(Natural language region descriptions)
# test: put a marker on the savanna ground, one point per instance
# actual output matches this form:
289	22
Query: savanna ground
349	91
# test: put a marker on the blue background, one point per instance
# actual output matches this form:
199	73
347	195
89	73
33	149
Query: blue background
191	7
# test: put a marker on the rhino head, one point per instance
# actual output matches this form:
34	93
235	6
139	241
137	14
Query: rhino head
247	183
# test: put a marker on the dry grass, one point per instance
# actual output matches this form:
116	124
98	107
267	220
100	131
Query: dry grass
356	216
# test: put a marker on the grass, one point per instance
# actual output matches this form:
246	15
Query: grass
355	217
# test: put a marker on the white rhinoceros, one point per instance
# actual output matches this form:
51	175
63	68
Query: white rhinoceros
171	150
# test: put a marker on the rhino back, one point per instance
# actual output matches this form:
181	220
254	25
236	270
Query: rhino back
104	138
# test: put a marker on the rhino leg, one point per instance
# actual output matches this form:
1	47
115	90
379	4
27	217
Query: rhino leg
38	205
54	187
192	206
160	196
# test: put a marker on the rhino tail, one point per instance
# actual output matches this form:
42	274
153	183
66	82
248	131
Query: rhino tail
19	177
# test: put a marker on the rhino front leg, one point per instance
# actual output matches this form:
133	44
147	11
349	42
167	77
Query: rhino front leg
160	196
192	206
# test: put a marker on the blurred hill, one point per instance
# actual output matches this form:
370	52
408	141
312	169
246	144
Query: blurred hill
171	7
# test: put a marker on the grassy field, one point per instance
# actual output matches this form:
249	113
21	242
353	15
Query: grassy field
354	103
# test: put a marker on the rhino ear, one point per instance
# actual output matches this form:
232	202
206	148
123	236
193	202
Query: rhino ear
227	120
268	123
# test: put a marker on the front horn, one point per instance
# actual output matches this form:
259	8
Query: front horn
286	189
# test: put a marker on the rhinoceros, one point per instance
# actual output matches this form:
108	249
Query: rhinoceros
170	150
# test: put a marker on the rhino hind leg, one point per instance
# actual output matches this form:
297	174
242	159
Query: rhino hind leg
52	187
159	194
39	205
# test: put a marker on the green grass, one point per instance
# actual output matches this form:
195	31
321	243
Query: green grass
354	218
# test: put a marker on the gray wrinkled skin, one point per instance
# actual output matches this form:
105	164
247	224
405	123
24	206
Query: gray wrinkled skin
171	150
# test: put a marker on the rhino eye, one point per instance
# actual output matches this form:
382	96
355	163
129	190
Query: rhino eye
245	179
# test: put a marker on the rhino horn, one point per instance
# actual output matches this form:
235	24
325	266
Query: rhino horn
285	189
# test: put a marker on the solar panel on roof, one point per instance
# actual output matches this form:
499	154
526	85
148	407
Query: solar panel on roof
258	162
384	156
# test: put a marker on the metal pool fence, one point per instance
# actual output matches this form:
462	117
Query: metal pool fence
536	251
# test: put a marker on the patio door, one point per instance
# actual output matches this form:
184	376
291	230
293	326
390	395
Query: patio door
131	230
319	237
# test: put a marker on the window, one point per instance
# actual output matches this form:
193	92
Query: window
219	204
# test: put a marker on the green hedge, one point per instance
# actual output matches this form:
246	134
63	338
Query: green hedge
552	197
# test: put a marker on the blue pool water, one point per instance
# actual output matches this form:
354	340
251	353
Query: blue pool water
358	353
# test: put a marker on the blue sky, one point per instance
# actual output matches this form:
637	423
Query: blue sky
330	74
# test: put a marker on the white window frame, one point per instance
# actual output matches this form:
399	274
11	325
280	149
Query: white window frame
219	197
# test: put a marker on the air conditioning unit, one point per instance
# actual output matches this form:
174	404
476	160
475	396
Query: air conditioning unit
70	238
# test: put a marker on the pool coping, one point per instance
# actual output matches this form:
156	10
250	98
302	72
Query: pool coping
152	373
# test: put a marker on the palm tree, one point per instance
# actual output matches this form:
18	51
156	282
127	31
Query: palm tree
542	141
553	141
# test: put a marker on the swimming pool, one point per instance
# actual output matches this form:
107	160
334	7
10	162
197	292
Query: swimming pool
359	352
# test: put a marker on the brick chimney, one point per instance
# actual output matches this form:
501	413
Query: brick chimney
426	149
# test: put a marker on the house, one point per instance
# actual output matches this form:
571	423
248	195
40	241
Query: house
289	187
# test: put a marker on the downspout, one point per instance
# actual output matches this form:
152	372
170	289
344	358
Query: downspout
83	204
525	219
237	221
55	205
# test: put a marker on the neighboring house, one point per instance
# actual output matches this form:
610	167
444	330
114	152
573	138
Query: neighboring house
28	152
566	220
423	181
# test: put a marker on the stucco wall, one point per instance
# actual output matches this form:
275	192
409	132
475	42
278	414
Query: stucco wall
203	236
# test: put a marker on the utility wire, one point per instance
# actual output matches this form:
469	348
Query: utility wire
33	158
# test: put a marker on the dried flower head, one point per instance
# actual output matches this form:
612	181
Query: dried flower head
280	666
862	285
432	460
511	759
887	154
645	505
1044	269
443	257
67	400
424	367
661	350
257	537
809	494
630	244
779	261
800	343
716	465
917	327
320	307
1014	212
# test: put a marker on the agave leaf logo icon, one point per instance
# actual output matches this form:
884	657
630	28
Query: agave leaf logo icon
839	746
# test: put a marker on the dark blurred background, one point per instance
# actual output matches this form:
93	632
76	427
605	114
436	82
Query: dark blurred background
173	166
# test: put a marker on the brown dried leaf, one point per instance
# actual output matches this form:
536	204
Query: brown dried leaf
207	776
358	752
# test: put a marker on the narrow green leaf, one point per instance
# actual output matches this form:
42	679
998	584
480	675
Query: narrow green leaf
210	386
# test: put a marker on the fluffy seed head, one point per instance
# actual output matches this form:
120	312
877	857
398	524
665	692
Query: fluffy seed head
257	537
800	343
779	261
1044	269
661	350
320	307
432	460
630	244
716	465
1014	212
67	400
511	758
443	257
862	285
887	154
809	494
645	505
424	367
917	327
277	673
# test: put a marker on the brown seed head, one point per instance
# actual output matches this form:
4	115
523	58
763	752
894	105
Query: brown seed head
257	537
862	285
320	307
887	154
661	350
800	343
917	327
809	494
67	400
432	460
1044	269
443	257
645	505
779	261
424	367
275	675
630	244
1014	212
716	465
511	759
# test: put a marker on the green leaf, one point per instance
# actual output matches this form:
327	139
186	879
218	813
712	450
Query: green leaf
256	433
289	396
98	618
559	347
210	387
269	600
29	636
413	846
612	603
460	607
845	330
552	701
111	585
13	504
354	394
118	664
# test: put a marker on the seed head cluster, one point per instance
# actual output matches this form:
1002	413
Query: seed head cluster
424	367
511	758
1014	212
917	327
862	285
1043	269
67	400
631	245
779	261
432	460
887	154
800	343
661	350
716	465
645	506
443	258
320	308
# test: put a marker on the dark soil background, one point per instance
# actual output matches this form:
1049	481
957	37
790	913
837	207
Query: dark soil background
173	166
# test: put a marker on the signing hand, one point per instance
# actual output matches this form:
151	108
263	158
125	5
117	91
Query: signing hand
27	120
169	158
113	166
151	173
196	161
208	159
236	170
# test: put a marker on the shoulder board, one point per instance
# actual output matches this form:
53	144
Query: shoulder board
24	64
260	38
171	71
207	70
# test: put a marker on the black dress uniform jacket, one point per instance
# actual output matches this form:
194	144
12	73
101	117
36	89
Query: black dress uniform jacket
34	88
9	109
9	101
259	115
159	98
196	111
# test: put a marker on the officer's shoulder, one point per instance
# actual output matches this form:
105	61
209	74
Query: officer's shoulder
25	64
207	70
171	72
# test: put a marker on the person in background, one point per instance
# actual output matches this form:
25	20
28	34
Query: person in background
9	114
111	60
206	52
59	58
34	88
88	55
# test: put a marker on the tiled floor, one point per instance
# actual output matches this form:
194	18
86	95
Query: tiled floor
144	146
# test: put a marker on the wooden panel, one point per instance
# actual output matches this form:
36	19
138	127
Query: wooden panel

### Activity
What should appear is an exact copy of the lines from the one with "Query: person in background" through the end of the entries above, ends included, and no other text.

### Response to the exercise
Query: person in background
9	114
111	60
206	52
59	58
34	88
88	55
# test: put a marker on the tiled floor, one point per instance
# actual output matches this form:
194	18
86	95
Query: tiled floor
144	146
# test: put a marker on the wooden panel, one point per instance
# actual output matches this form:
36	19
138	127
Query: wooden panel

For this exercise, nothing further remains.